## PASAJE CITADO
▼
Manual de la Imperfecta homilia. Prologo

MANUAL DE LA IMPERFECTA HOMILIA

Joaquín Antonio Peñalosa

PROLOGUILLO

Se cuenta de un obispo que duró en su sede 24 horas; de nuestro Señor Jesucristo a quien iban a despeñar por predicar una homilía perfecta, del Buey Mudo que habló y del apóstol Pablo que, por predicar tan largo, se le durmió un oyente y murió.

Estimado predicador, señor homileta o, dicho sea con caridad cristiana, orador sagrado, tiene sus riesgos predicar una homilía perfecta. Verá usted.

Jesucristo, nuestro bien, predicó su primera homilía en la sinagoga de Nazaret. Leyó un pasaje del profeta Isaías. Enrolló el libro, lo devolvió al servidor y se sentó. “Los ojos de cuantos había en la sinagoga estaban fijos en él”. Luego explicó el texto bíblico con tal segundad, viveza y valentía que el auditorio se encendió de cólera y, levantándose, lo arrojó fuera de la ciudad y lo llevó a la cima del monte para precipitarlo desde allí (Le 4, 16-30). Si al Señor lo rechazaron por predicar la homilía modélica por excelencia, ¿qué puede esperarse de nosotros, pardos aprendices de la Palabra y parvulillos en el arte de la comunicación?

Recuerde usted también lo que aconteció al apóstol Pablo que, por prolongar su homilía hasta media noche, un joven de nombre Eutico, que estaba sentado en una ventana, abrumado por el sueño, “porque la plática de Pablo se alargaba mucho”, se cayó del tercer piso abajo, de donde lo levantaron muerto. Imitadores de Pablo, no pocos predicadores adormecen con anestesia total al amado rebaño, pero sin el poder de Pablo para resucitarlo (Hechos 20, 7-12).
▲
## INFORMACIÓN PROPORCIONADA
▼
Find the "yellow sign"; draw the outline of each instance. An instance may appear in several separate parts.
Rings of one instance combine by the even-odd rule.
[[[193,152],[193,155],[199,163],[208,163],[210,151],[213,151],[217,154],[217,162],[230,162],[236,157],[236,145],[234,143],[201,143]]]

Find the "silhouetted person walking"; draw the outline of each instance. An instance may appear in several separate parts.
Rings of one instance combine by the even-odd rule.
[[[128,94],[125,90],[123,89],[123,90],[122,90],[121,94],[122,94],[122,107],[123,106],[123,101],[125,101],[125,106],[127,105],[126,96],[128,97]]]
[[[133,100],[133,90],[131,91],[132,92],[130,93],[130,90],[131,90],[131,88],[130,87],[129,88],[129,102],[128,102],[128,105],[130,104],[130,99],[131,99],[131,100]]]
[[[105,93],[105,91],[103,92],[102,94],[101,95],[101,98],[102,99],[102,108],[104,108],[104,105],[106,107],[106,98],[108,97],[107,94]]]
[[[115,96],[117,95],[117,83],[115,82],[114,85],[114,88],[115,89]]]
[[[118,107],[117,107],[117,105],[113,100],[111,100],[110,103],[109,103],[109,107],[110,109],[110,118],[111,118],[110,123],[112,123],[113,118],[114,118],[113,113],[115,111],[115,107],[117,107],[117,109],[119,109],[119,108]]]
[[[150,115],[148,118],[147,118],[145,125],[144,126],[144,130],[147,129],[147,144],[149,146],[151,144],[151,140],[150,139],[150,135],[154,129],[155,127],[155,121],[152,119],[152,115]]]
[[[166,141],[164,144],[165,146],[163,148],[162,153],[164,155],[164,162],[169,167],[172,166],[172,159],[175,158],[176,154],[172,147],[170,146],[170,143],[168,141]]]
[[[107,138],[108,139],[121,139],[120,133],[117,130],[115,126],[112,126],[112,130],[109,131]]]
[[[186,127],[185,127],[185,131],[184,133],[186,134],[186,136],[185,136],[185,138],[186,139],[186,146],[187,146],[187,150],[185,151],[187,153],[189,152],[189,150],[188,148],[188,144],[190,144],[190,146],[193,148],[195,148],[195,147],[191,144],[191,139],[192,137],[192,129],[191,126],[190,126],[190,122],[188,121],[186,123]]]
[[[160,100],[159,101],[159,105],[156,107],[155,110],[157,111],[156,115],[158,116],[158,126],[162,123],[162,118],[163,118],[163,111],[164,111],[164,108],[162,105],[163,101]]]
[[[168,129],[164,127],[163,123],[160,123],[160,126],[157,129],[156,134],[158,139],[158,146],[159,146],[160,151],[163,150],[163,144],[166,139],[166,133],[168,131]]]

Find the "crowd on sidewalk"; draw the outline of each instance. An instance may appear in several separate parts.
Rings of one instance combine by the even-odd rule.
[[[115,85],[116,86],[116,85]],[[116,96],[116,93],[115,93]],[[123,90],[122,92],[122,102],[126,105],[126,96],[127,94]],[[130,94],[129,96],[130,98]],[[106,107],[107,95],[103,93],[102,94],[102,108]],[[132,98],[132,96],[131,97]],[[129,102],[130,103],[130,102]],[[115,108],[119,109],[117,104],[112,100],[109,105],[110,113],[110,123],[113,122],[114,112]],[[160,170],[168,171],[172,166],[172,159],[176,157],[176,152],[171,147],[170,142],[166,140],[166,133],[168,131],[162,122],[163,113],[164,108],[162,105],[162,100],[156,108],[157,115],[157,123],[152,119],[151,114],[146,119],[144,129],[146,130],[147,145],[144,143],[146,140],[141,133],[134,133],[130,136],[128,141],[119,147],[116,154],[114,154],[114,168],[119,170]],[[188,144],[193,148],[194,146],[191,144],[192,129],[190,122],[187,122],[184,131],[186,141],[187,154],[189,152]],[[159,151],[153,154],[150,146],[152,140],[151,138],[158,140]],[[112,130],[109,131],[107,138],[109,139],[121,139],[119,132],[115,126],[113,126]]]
▲
## TAREA ESCRITA
Reescribe el tramo del pasaje citado comenzando en "Joaquín Antonio Peñalosa" y terminando en "oyente y murió.", y sustituye en él "obispo" por "prelado".

## RESULTADO DE LA TAREA
Joaquín Antonio Peñalosa

PROLOGUILLO

Se cuenta de un prelado que duró en su sede 24 horas; de nuestro Señor Jesucristo a quien iban a despeñar por predicar una homilía perfecta, del Buey Mudo que habló y del apóstol Pablo que, por predicar tan largo, se le durmió un oyente y murió.